**Material shown:**
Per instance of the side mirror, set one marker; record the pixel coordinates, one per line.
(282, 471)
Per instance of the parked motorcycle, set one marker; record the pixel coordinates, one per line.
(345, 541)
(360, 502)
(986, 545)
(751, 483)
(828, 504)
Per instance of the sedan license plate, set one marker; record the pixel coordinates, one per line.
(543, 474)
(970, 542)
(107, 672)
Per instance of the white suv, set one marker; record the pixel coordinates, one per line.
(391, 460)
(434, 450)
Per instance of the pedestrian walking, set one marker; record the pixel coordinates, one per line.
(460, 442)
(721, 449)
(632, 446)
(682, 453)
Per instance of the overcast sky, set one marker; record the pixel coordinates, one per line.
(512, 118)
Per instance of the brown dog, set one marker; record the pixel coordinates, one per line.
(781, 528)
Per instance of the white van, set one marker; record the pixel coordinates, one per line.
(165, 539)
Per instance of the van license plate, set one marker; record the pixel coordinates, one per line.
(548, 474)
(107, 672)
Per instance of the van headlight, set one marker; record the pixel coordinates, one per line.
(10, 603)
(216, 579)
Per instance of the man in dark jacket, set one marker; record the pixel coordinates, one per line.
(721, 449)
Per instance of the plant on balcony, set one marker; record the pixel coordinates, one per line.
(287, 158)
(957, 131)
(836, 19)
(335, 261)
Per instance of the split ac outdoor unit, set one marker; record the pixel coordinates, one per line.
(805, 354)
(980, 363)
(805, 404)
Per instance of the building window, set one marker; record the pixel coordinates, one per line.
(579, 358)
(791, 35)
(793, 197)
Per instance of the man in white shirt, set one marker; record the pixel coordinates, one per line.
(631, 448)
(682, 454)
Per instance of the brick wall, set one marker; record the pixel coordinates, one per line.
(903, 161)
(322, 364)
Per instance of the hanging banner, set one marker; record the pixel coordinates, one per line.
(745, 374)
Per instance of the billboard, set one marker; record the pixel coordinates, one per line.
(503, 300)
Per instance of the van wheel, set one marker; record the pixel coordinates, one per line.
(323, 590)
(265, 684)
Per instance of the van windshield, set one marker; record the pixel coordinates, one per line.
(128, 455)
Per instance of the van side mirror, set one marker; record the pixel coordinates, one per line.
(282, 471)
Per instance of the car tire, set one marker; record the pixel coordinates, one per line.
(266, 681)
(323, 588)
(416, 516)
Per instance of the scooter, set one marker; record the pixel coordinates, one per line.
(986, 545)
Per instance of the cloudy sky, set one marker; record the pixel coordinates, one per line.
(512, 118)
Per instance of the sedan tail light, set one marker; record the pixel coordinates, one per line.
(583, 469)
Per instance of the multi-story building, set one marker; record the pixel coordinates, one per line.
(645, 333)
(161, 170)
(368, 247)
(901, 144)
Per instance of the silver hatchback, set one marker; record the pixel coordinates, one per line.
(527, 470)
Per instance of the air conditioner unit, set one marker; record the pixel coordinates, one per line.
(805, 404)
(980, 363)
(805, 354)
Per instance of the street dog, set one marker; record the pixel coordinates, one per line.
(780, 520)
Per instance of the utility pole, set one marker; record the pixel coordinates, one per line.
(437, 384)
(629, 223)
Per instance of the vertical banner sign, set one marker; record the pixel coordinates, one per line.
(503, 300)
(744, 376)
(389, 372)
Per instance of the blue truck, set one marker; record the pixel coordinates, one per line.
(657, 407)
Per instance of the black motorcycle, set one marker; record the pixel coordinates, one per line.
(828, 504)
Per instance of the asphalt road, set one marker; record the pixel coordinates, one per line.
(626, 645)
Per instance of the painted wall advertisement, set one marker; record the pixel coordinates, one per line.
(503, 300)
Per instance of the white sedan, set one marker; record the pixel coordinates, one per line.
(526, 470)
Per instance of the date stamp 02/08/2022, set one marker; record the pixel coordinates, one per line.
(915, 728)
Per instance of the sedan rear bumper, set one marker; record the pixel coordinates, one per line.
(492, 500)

**Problem:**
Beginning at the line with "Per instance of the date", write out each line exactly as it stands until the listing ends, and add nothing.

**Your response:**
Per instance of the date stamp 02/08/2022, set one marker; record the pixel coordinates, one per line.
(915, 728)
Per instance of the sedan rear bumper, set one marker; record the pixel coordinates, one per line.
(492, 500)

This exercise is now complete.